(Supplied data begins)
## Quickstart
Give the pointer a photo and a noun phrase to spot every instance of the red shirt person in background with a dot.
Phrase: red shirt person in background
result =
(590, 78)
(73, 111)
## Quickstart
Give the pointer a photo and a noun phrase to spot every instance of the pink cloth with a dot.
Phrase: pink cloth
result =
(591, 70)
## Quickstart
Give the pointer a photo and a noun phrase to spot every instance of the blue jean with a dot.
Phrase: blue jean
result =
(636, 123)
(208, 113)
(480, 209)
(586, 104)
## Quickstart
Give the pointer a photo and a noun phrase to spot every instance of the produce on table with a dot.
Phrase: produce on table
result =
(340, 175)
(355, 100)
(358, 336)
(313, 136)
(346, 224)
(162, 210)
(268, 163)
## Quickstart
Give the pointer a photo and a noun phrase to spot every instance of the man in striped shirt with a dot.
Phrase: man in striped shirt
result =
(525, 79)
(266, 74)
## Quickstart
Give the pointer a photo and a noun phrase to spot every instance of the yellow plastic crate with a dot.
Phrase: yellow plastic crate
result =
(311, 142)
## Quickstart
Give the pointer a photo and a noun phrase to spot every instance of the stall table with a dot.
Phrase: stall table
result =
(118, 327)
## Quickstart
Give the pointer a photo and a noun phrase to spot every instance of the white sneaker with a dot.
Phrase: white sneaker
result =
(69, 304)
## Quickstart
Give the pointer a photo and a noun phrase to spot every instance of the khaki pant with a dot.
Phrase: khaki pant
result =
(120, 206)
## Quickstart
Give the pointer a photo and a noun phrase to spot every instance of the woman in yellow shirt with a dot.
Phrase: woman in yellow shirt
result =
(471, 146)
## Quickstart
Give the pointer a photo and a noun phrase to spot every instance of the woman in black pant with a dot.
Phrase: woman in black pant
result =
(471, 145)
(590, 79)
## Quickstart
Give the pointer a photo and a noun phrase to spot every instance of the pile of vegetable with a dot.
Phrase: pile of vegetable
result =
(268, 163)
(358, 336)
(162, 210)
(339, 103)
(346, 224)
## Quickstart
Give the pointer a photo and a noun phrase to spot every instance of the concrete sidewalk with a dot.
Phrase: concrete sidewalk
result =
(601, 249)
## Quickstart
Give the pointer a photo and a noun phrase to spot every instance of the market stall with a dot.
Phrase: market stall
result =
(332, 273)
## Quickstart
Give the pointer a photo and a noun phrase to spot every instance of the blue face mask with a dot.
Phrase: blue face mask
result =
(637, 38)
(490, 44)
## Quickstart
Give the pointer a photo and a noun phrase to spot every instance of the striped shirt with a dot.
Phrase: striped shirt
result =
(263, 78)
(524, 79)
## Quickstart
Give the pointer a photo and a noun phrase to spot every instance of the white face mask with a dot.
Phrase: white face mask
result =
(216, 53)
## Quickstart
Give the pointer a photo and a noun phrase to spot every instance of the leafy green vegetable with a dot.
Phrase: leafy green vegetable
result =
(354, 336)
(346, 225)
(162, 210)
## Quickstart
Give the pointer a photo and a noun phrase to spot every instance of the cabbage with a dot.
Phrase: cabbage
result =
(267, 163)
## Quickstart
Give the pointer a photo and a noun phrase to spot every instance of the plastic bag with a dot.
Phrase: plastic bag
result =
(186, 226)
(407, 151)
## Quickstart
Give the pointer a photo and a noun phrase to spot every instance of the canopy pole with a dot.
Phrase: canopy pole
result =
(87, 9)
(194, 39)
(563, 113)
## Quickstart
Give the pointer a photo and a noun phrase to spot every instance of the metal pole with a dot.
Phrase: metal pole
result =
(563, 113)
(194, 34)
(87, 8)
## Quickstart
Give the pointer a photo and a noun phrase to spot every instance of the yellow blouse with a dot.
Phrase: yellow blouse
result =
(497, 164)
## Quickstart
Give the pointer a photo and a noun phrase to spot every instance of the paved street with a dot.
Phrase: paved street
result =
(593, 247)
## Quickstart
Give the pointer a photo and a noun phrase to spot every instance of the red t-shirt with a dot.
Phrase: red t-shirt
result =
(Supplied data ends)
_Task brief_:
Among the lines above, find those with the word "stall". Copy them.

_Answer to this problem_:
Give the pointer a photo and a noun phrase to spot every instance of the stall table with a dot.
Phrase: stall table
Give the pointer a photo and a noun phrase to spot every instance of the market stall with a dot.
Phrase: market stall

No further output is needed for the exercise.